◆ **Exercise requirements**:
Please copy out the records below with "mark" substituted for every occurrence of "put a point on", keeping everything else the same, and omit the pictures from your answer.

[Dataset items]
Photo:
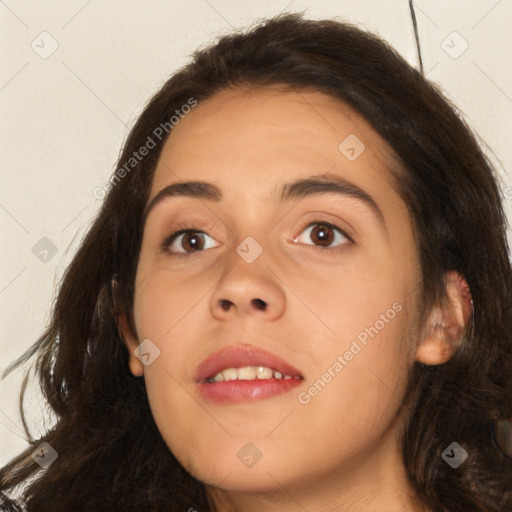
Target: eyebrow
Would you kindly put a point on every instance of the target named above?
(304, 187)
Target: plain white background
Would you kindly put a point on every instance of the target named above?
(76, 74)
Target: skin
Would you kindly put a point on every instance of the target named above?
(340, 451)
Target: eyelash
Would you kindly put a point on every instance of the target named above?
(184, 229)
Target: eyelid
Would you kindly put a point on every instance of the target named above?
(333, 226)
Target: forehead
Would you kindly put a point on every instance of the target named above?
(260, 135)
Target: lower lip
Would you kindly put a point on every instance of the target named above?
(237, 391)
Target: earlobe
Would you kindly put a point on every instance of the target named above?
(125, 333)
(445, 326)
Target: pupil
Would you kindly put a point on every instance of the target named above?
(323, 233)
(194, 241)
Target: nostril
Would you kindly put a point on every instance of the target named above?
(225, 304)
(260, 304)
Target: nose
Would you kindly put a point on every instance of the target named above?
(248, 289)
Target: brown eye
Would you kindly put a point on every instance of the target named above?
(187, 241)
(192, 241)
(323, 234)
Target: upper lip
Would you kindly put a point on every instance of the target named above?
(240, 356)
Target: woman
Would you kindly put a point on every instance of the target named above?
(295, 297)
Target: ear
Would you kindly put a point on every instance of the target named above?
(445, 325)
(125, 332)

◆ **Result of this task**:
Photo:
Target: eyebrow
Would you kindly mark every instance of the target named above?
(304, 187)
Target: plain white background
Would you kindly mark every instance of the target named above?
(76, 74)
Target: skin
Would you kindly mark every instance of the target named above?
(340, 451)
Target: eyelash
Would you kindly mark every instance of the target named above?
(184, 229)
Target: eyelid
Would you kindly mark every instance of the target named above?
(333, 226)
Target: forehead
Would you kindly mark every instance of the target named above?
(260, 135)
Target: lower lip
Would you kindly mark every instance of the target named above?
(237, 391)
Target: earlobe
Would you kindly mark every instance of the target named above?
(125, 333)
(445, 326)
Target: pupil
Would you kindly mark every instance of the target named above?
(323, 233)
(194, 241)
Target: nostril
Would you kindly mark every instance of the target named above?
(225, 304)
(260, 304)
Target: nose
Would you kindly mark every instance of the target named above?
(248, 289)
Target: brown eye
Would you kindly mark every instance of the target named above?
(187, 241)
(192, 241)
(323, 234)
Target: upper lip
Would you kindly mark every instance of the target named above?
(240, 356)
Target: woman
Would you kindly mark every instance of the target named above?
(295, 297)
Target: ear
Would you kindly mark every instance of the target named above?
(445, 325)
(125, 332)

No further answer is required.